-- Extract provided follows --
I have everything soldered up, diode tested that all of the LEDs are working, pic direction seems OK… Not sure what’s up. Laid down extra solder… How do I troubleshoot from here? Look up the chip specs?
Hello, thanks for the message, sorry it’s not working right.
Do you have a voltage meter? That will be the most useful tool for debugging your kit. Doesn’t need to be anything fancy, just able to measure voltages between 0 and 5v.
You can connect the black lead of the volt meter to the hole labeled “G” in the upper-left corner of the board. This is a convenient ground (0v) connection point. Then, use the read lead to measure the voltages at these points:
A. The upper pin of the slide switch on the right side of the board (nearby text says ON). This should be around 3.3 volts, and is the raw battery voltage.
B. With the switch in the on position, measure the voltage at the middle pin of the slide switch. When the switch is on, it should be the same voltage as the upper pin.
C. Keep the switch on for the rest of these measurement. Next measure the voltage at the upper-right pin of the black chip. This is pin 1, and should have the same voltage as the battery.
D. Pin 4 of the chip (middle pin on the row nearest the top edge of the board). This is the reset pin, and it should be near the battery voltage. If it’s near 0 volts, then it will keep resetting the chip.
Let me know how those voltages look, and we’ll figure out what’s going wrong.
The battery and switch pins (on) read 3.0V, chip pin 1 reads 0.36V, and pin 4 is 0.0V.
I figured, as a first step, that first pin might not be contacting perfectly so I put some extra solder down and lo and behold - she’s alive. Hopefully the other pins are also good. For the optical programming, for example.
If I have weird problems, how do I know what voltages I should be seeing?
Excellent, I’m glad you were able to get it going. Are the LEDs all lighting up? The default set of pre-programmed messages has a pair of checkerboards as the first message, so that should help diagnose that all LEDs are working.
Here’s the Blinky Grid SMT schematic for your reference: https://www.wayneandlayne.com/files/blinky/downloads/blinky_grid_smt-schematic-v1.04.png
For the optical programming, here’s the animated GIF programming guide: http://www.wayneandlayne.com/files/blinky/images/programming_animated_gif/blinky_programming.gif
The second half of this page has some troubleshooting info: https://www.wayneandlayne.com/projects/blinky/faq/
When programming, if the kit flashes LEDs 3/4, that means it had a checksum error caused by receiving incorrect data (so double-check the data sensor connections). If the webpage programming ends and the kit isn’t doing anything, that indicates it missed some clock transitions and thinks there is more data to come, so check the clock sensor connections.
-- Extract provided concluded --
-- Entries shown follows --
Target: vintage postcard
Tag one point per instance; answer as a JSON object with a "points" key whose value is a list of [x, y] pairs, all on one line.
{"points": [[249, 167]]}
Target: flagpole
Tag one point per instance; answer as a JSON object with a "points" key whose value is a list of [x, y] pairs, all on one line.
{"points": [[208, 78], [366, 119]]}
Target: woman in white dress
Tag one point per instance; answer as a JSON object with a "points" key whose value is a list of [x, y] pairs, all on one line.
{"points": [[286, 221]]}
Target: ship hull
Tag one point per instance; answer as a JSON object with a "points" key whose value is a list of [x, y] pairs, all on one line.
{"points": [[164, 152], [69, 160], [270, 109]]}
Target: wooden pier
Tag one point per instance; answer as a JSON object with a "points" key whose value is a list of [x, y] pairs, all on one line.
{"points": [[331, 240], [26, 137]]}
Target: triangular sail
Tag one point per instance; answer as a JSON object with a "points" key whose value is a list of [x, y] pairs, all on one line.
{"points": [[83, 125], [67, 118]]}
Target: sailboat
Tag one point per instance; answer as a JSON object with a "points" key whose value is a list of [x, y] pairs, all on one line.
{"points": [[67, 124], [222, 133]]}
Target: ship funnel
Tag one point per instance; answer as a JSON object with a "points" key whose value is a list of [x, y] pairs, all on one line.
-- Entries shown concluded --
Questions
1) Answer these questions from the kit troubleshooting exchange:
(a) About what voltage should the upper pin of the slide switch read?
(b) What voltage did the black chip's pin 1 read when first measured?
(c) During programming, what does it mean if the kit flashes LEDs 3/4?
2) Reproduce the part of the kit troubleshooting exchange from "Let me know" up to and including "LEDs are working.".

Answers by task
1)
(a) Around 3.3 volts.
(b) 0.36V.
(c) The kit had a checksum error caused by receiving incorrect data.

2)
Let me know how those voltages look, and we’ll figure out what’s going wrong.
The battery and switch pins (on) read 3.0V, chip pin 1 reads 0.36V, and pin 4 is 0.0V.
I figured, as a first step, that first pin might not be contacting perfectly so I put some extra solder down and lo and behold - she’s alive. Hopefully the other pins are also good. For the optical programming, for example.
If I have weird problems, how do I know what voltages I should be seeing?
Excellent, I’m glad you were able to get it going. Are the LEDs all lighting up? The default set of pre-programmed messages has a pair of checkerboards as the first message, so that should help diagnose that all LEDs are working.